■ **Work task**
From the top of the entries below through the line containing "positive clicks: (85, 63) (118, 110) (86, 60)", return every line exactly as written, please, and stop there.

■ **Supplied data**
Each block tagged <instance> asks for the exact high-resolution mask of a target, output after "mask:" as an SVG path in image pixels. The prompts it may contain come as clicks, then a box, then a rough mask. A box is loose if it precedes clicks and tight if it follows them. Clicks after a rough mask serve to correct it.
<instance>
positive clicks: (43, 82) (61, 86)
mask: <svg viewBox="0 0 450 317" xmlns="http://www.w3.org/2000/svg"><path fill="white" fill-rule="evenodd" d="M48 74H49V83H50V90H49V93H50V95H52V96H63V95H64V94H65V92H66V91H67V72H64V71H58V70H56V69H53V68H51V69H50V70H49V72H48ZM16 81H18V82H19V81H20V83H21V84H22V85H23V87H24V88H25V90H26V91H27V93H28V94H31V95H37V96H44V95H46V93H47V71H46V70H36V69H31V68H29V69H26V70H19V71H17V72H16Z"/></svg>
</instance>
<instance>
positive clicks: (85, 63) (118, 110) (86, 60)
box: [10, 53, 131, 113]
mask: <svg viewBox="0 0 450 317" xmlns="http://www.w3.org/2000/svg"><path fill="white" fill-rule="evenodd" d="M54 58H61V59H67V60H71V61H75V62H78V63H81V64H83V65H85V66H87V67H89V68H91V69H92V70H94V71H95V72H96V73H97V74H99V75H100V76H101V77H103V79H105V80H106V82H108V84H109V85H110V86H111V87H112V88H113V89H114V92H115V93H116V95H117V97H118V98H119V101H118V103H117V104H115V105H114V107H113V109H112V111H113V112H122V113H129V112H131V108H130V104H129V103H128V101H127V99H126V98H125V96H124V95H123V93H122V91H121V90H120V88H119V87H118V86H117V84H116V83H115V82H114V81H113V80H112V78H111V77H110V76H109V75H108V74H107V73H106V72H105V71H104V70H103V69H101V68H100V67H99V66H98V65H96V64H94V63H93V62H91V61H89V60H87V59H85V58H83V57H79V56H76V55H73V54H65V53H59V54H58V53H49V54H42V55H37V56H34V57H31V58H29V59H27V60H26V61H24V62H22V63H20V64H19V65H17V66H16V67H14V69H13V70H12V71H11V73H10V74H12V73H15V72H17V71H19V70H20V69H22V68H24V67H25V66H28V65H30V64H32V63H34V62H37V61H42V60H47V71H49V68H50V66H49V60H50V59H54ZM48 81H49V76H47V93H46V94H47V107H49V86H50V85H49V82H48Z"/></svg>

■ **Answer box**
Each block tagged <instance> asks for the exact high-resolution mask of a target, output after "mask:" as an SVG path in image pixels. The prompts it may contain come as clicks, then a box, then a rough mask. A box is loose if it precedes clicks and tight if it follows them. Clicks after a rough mask serve to correct it.
<instance>
positive clicks: (43, 82) (61, 86)
mask: <svg viewBox="0 0 450 317" xmlns="http://www.w3.org/2000/svg"><path fill="white" fill-rule="evenodd" d="M48 74H49V83H50V90H49V93H50V95H52V96H63V95H64V94H65V92H66V91H67V72H64V71H58V70H56V69H53V68H51V69H50V70H49V72H48ZM16 81H18V82H19V81H20V83H21V84H22V85H23V87H24V88H25V90H26V91H27V93H28V94H31V95H37V96H44V95H46V93H47V71H46V70H36V69H31V68H29V69H26V70H19V71H17V72H16Z"/></svg>
</instance>
<instance>
positive clicks: (85, 63) (118, 110) (86, 60)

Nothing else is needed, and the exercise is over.